[Begin The records]

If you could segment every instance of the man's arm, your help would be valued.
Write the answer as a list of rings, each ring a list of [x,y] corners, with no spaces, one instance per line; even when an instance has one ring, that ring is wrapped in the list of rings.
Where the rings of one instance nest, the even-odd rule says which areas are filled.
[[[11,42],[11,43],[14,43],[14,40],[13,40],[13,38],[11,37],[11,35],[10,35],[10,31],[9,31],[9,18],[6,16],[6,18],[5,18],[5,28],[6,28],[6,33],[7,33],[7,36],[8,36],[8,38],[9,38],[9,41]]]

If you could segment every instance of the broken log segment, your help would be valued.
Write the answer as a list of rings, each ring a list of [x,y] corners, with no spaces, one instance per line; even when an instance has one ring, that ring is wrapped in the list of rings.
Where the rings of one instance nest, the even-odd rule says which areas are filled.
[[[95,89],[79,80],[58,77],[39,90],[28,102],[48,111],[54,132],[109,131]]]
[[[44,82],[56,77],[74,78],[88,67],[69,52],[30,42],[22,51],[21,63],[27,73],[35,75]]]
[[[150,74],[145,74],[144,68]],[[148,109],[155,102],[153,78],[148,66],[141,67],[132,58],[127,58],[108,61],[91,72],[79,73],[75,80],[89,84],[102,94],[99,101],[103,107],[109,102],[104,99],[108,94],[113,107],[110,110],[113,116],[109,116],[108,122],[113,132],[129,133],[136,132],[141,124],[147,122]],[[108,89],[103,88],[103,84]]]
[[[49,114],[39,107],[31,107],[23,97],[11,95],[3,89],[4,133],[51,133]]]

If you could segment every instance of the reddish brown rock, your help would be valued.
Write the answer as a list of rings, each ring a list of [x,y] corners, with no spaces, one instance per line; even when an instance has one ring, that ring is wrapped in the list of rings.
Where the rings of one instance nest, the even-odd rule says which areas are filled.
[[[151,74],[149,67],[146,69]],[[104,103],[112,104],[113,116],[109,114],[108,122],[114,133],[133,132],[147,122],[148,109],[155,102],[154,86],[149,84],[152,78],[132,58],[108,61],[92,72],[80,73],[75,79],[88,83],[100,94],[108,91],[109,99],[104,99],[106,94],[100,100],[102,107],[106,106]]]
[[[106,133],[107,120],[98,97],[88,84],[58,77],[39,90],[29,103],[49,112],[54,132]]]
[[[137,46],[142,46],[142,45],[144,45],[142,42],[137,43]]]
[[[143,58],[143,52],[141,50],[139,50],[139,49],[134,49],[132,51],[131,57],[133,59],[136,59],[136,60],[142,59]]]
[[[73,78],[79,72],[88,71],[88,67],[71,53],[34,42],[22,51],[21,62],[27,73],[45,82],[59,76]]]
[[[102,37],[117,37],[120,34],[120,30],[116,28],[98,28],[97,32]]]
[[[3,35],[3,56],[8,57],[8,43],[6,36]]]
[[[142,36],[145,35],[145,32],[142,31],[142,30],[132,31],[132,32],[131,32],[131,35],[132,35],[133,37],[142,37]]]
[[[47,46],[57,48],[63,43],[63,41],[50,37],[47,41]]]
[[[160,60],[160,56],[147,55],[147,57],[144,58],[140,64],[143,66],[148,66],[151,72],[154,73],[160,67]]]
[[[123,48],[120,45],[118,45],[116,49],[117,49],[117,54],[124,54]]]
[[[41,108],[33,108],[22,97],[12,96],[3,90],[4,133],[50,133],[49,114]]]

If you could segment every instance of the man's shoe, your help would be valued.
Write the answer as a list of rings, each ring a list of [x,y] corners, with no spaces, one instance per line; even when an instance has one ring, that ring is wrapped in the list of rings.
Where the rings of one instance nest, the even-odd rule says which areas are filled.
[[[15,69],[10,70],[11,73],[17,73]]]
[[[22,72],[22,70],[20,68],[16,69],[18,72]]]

[End The records]

**Task instructions**:
Copy the lines of the records above verbatim, beginning at the line containing "If you could segment every instance of the reddish" and ending with the line containing "[[[3,35],[3,56],[8,57],[8,43],[6,36]]]", both included.

**Solved exercise**:
If you could segment every instance of the reddish brown rock, your help would be valued.
Write the answer as a list of rings, each ring a list of [x,y] corners, with no spaces, one instance per line; even when an instance has one ring, that ring is wrapped in the list of rings.
Where the rings of one instance nest, the even-odd rule says which areas are filled.
[[[151,74],[149,67],[146,69]],[[104,103],[112,104],[113,116],[109,114],[108,122],[114,133],[133,132],[147,122],[148,109],[155,102],[154,86],[149,84],[152,78],[132,58],[108,61],[92,72],[80,73],[75,79],[88,83],[100,94],[108,91],[109,99],[104,99],[106,94],[100,100],[102,107],[106,106]]]
[[[106,133],[107,120],[98,97],[88,84],[58,77],[39,90],[29,103],[49,112],[54,132]]]
[[[137,46],[142,46],[142,45],[144,45],[142,42],[137,43]]]
[[[143,58],[143,52],[141,50],[139,50],[139,49],[134,49],[132,51],[131,57],[133,59],[136,59],[136,60],[142,59]]]
[[[73,78],[79,72],[88,71],[88,67],[71,53],[34,42],[22,51],[21,62],[27,73],[45,82],[59,76]]]
[[[102,37],[117,37],[120,34],[120,30],[116,28],[98,28],[97,32]]]
[[[3,35],[3,56],[8,57],[8,43],[6,36]]]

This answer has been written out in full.